What you need to do — Copy the records from the line containing "Where in this photo can the car tire" through the end of the records, switching "circular" to "round" and leaving all else unchanged.

Data excerpts —
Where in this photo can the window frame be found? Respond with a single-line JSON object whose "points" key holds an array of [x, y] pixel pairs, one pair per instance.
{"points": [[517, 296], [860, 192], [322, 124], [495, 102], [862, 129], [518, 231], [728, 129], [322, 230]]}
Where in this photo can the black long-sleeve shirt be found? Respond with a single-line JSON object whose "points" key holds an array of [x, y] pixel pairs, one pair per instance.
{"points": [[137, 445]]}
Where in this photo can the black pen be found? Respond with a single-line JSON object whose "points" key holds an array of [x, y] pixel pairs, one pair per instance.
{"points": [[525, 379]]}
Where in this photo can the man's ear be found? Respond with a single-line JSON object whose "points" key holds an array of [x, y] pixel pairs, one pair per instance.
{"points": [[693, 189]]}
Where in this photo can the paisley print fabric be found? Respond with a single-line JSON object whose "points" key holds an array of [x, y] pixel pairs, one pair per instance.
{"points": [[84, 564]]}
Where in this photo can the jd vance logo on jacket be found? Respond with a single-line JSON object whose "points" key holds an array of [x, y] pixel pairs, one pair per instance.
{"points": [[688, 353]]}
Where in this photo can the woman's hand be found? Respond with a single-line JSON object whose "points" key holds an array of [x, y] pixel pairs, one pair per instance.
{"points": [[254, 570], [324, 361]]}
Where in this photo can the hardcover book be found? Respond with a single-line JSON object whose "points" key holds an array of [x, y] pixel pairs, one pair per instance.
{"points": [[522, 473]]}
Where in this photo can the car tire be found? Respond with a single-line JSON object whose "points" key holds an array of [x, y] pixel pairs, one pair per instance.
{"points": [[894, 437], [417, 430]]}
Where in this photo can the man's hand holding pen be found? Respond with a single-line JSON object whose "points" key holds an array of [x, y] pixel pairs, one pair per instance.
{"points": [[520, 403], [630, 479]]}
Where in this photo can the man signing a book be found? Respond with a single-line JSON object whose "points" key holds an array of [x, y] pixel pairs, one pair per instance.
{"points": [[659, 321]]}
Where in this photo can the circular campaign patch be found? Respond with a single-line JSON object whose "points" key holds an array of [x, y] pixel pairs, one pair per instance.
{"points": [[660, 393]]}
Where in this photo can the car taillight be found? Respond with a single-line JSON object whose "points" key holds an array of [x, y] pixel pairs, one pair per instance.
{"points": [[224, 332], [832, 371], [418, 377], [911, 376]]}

Task response —
Where in this photo can the car tire be found? Respond with a single-line JSON object whose "points" key holds an array of [x, y] pixel pairs, one pair per instance.
{"points": [[894, 437], [417, 430]]}
Where in this photo can the man's hand holding pen be found? Respond with a single-line JSON object whose "points" key holds an array of [x, y] pixel pairs, one pair per instance.
{"points": [[520, 403], [630, 479]]}
Where in this photo can the man signing a book be found? Respond with a single-line JSON object whose "points" key holds an array of [x, y] pixel pairs, one pair per instance.
{"points": [[659, 321]]}
Where in this photo can the round campaign patch be found? Respond with a single-line JSON object whose "points" key holds an array of [x, y] pixel pairs, one pair per instance.
{"points": [[660, 393]]}
Where in this photo can the car taillight be found? Respond with a single-line JSON object whose "points" key holds an array of [x, y] pixel pairs, one pair per instance.
{"points": [[224, 332], [832, 371], [418, 377], [911, 376]]}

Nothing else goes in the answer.